_Provided text_:
● ● ● ● ● ● ●

Here, in the present embodiment, from single camera 1, temporally continuous imaged images (frame) at each time are output, so-called intra-camera tracking in which tracking the same person in the imaged images at each time is performed, and a plurality of person images with different imaging times are collected for each staying person.
Next, a feature value (feature information) is extracted from the plurality of person images of each staying person collected by the intra-camera tracking, and as shown in FIG. 4, based on the feature value of each person image, clustering is performed to divide a collection (person image group) of the person images of each staying person into a predetermined number of clusters. In the clustering, as shown in FIG. 5, the person images with close distance are grouped together in a feature space with a plurality of feature values as coordinate axes.
FIG. 5 is a scatter diagram plotting the plurality of feature values related to each person image, and indicates a two-dimensional feature space based on two feature values of each person image using the first feature value and the second feature value as a horizontal axis and a vertical axis respectively. However, the clustering can be performed in a multidimensional feature space based on three or more feature values.
Here, in a case where person detection is successful, a person image of only one detection target person can be obtained. However, in a case where the person detection is failure, the person image becomes a person image in which a person different from the single detection target is shown or a person is not shown at all. In the person images, there are a first image form person image in which only one detection target person is shown, a second image form person image in which a person different from the detection target person is shown, and a third image form person image in which a person is not shown at all, and all person images fall under any one of three image forms. Therefore, it is possible to divide the person images into person images of three image forms by setting the number of clusters to three and performing clustering to divide into three clusters.

● ● ● ● ● ● ●

_Raw data_:
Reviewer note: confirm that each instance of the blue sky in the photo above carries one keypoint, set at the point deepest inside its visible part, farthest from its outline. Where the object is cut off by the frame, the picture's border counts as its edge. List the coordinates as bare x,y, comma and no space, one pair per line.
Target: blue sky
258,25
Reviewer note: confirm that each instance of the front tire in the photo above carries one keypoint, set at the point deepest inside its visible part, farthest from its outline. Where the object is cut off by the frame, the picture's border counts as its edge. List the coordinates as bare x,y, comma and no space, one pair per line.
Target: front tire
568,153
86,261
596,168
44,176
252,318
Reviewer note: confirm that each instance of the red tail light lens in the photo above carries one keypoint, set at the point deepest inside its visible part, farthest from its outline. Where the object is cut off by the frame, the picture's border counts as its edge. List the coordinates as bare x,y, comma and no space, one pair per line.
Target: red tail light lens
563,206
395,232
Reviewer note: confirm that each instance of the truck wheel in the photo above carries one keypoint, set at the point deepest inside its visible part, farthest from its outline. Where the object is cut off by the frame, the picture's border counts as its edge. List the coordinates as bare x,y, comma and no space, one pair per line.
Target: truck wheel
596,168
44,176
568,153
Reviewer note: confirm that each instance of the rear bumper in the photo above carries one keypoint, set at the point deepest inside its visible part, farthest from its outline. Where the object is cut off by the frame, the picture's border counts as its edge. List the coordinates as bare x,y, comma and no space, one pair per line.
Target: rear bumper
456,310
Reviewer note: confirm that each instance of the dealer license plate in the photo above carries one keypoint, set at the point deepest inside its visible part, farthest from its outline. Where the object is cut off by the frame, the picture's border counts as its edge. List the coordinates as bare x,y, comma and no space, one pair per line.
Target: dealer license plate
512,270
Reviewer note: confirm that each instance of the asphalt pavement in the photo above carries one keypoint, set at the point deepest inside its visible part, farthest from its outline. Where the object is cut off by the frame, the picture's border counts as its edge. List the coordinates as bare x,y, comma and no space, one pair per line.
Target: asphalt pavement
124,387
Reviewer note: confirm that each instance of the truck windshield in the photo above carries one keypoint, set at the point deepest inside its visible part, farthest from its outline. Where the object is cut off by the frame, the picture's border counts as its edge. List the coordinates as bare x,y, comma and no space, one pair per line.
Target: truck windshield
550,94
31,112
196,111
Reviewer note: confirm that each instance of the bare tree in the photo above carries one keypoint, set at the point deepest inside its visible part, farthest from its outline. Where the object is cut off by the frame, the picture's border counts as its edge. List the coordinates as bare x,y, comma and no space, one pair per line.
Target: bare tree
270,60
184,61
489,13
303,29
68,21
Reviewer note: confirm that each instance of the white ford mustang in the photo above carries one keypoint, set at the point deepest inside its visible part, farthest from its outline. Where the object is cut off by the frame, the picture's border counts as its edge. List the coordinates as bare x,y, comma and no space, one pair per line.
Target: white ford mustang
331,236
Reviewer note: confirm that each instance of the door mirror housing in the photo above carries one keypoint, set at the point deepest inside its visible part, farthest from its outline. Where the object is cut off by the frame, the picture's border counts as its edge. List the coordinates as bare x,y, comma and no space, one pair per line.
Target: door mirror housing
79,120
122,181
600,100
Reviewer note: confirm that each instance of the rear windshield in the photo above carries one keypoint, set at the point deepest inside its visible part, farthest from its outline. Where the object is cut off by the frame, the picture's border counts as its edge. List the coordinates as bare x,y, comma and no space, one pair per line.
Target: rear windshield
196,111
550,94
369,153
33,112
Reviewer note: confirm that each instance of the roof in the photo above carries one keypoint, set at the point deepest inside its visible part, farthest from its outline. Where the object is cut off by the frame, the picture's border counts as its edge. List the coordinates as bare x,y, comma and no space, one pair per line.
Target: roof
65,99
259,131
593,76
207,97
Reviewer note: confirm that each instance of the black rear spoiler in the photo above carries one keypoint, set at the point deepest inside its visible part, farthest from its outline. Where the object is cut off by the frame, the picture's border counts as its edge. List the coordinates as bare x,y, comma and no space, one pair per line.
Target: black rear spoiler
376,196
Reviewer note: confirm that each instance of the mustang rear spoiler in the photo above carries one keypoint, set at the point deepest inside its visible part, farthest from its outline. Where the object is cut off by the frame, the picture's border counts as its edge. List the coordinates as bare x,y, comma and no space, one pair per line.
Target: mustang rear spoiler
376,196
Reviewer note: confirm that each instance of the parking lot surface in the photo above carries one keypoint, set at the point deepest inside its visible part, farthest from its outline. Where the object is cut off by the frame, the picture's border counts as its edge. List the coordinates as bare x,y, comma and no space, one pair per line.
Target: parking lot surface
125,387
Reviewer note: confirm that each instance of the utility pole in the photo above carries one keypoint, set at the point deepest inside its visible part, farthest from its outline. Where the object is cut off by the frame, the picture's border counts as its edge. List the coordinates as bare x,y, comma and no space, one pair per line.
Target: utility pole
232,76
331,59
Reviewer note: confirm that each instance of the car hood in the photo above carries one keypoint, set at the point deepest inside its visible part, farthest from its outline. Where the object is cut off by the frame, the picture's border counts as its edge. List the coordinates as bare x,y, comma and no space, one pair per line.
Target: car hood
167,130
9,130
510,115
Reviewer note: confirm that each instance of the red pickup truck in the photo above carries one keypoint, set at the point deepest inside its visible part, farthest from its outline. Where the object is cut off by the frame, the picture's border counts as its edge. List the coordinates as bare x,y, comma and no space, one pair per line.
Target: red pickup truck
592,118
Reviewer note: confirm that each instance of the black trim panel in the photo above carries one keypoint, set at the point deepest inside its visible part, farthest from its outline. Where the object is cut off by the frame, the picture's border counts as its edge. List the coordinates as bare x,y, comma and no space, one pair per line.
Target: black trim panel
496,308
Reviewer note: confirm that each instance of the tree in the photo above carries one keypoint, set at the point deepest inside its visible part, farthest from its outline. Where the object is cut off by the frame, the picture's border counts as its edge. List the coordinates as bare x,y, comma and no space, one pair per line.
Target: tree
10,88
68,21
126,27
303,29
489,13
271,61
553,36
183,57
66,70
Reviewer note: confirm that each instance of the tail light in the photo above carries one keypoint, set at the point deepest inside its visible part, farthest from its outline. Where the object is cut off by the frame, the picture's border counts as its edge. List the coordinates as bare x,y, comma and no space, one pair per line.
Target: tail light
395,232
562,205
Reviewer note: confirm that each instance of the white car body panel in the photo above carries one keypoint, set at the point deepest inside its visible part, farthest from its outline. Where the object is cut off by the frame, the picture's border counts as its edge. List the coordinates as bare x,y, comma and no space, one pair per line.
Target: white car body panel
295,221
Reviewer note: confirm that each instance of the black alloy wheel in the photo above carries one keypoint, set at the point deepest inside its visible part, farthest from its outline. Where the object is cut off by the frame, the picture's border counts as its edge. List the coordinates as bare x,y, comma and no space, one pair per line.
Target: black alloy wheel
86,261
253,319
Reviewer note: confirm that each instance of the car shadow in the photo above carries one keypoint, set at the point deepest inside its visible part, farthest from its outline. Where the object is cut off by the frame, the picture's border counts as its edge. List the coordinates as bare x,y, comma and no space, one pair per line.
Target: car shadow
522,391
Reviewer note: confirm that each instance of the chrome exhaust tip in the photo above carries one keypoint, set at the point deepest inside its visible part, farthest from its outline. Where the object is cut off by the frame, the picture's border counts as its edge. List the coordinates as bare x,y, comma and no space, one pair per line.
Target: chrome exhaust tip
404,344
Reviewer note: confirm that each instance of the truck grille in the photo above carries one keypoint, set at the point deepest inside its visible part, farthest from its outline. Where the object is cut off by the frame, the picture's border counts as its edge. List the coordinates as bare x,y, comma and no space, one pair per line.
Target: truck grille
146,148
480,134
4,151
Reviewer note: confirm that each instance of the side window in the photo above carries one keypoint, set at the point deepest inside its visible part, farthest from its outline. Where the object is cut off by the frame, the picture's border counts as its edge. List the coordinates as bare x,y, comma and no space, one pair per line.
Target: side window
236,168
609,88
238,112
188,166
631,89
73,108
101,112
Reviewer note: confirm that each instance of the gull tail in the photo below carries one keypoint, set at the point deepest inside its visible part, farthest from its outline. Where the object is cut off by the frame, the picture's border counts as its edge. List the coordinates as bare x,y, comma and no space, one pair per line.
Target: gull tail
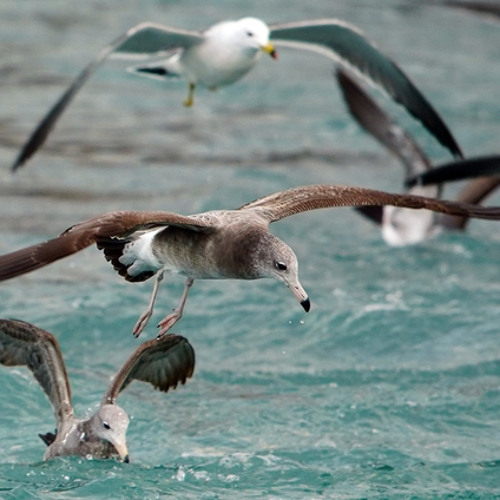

● ● ● ● ● ● ●

_Objective_:
Please reproduce the part of the passage on clustering person images between "Here, in a case" and "into three clusters.", inclusive.

_Written response_:
Here, in a case where person detection is successful, a person image of only one detection target person can be obtained. However, in a case where the person detection is failure, the person image becomes a person image in which a person different from the single detection target is shown or a person is not shown at all. In the person images, there are a first image form person image in which only one detection target person is shown, a second image form person image in which a person different from the detection target person is shown, and a third image form person image in which a person is not shown at all, and all person images fall under any one of three image forms. Therefore, it is possible to divide the person images into person images of three image forms by setting the number of clusters to three and performing clustering to divide into three clusters.